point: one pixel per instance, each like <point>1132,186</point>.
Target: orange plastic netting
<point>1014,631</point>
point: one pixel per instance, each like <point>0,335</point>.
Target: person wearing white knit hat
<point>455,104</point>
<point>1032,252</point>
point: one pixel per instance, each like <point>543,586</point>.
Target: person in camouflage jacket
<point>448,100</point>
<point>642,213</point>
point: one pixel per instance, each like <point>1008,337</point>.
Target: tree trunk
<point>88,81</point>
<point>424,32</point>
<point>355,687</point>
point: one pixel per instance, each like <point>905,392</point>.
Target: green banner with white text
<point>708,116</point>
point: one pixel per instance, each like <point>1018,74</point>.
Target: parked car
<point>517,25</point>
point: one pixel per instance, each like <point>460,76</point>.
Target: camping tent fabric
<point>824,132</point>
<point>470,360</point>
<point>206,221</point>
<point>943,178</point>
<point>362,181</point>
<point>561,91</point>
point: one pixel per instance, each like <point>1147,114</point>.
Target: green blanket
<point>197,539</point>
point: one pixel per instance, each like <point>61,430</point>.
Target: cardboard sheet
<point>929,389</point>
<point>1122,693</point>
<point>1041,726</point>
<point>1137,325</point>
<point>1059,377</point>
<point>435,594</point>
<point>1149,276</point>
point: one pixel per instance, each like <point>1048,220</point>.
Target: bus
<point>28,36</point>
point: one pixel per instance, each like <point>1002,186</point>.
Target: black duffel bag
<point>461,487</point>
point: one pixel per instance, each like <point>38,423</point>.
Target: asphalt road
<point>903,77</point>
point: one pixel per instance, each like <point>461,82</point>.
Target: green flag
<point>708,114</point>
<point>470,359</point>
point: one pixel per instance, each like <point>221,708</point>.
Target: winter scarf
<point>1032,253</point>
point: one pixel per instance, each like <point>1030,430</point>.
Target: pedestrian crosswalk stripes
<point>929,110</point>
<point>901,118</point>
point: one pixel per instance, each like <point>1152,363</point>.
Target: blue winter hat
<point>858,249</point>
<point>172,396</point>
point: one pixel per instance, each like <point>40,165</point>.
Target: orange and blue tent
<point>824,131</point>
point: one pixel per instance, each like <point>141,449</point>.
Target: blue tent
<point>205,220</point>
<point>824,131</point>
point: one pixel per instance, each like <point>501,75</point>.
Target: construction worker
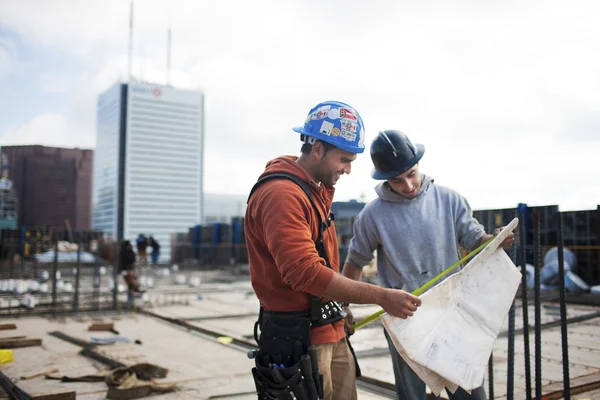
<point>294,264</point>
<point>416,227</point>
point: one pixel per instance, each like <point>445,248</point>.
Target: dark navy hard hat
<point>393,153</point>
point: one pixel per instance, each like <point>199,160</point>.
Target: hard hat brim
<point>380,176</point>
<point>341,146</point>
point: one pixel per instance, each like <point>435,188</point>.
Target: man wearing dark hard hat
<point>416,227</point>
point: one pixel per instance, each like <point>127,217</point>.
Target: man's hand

...

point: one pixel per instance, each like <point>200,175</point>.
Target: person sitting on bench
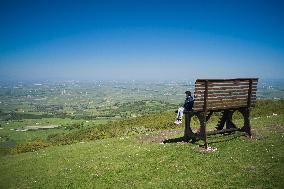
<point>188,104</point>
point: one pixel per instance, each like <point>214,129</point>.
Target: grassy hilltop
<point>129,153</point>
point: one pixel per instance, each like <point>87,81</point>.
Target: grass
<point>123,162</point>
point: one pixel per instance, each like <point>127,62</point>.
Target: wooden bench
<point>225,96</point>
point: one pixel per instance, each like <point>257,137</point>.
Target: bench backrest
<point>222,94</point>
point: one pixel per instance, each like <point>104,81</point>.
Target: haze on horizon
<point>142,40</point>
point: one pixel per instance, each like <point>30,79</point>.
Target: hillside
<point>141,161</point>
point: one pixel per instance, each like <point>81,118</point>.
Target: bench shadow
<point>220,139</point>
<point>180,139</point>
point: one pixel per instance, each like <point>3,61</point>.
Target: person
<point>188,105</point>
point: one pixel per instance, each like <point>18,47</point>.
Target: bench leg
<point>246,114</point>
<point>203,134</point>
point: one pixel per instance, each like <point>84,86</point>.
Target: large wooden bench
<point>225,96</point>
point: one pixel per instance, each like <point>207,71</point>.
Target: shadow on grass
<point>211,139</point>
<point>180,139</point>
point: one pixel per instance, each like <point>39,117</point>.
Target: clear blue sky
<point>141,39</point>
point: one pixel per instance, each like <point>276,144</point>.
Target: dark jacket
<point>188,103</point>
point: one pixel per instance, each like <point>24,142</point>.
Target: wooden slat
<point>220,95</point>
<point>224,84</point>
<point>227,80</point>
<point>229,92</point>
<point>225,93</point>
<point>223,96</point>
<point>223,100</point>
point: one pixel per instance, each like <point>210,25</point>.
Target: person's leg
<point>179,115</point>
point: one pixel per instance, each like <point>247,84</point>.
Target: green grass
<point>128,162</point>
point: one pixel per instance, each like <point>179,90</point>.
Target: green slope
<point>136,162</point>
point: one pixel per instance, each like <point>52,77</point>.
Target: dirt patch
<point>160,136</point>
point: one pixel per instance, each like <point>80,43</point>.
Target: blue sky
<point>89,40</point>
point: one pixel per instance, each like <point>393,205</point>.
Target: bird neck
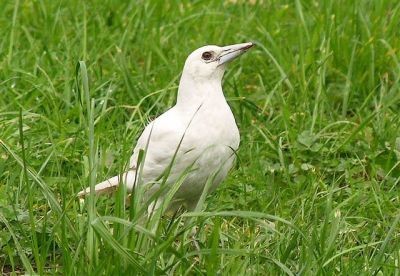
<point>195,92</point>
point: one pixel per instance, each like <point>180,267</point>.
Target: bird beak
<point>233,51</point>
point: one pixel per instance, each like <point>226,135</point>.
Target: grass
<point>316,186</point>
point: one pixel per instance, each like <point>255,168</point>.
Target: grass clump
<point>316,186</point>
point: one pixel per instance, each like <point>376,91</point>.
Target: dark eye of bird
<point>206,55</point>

* * *

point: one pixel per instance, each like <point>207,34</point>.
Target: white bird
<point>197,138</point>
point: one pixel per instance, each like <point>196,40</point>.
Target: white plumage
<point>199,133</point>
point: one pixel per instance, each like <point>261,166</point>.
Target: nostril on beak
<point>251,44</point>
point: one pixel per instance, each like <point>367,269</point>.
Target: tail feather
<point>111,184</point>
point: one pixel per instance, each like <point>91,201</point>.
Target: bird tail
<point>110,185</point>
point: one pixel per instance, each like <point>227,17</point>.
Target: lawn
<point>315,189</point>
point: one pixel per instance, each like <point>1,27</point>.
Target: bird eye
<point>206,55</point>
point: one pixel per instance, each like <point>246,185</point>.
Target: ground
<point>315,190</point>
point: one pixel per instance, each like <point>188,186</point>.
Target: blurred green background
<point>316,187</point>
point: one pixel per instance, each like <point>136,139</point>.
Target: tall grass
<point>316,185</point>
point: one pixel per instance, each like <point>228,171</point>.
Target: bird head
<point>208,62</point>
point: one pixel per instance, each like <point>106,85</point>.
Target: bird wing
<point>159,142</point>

WHAT THIS TASK INVOLVES
Write out, word for word, the lines of the items from the one containing "point: one pixel per instance, each like <point>39,117</point>." through the one containing "<point>195,92</point>", both included. Leave out the pictures.

EXERCISE RESULT
point: one pixel per instance, each like <point>39,117</point>.
Target: clear blue sky
<point>141,39</point>
point: one pixel per instance, each like <point>276,144</point>.
Target: dark jacket
<point>188,103</point>
point: one pixel per instance, each like <point>24,142</point>.
Target: wooden slat
<point>220,95</point>
<point>224,84</point>
<point>227,80</point>
<point>229,92</point>
<point>225,93</point>
<point>223,96</point>
<point>223,100</point>
point: one pixel per instance, each like <point>210,25</point>.
Target: person's leg
<point>179,115</point>
point: one pixel per instance, each like <point>247,84</point>.
Target: green grass
<point>128,162</point>
point: one pixel per instance, each like <point>179,90</point>.
Target: green slope
<point>136,162</point>
point: one pixel per instance, each like <point>52,77</point>.
Target: dirt patch
<point>160,136</point>
point: one pixel per instance, each like <point>80,43</point>.
Target: blue sky
<point>89,40</point>
point: one pixel per instance, each like <point>393,205</point>.
Target: bird neck
<point>195,92</point>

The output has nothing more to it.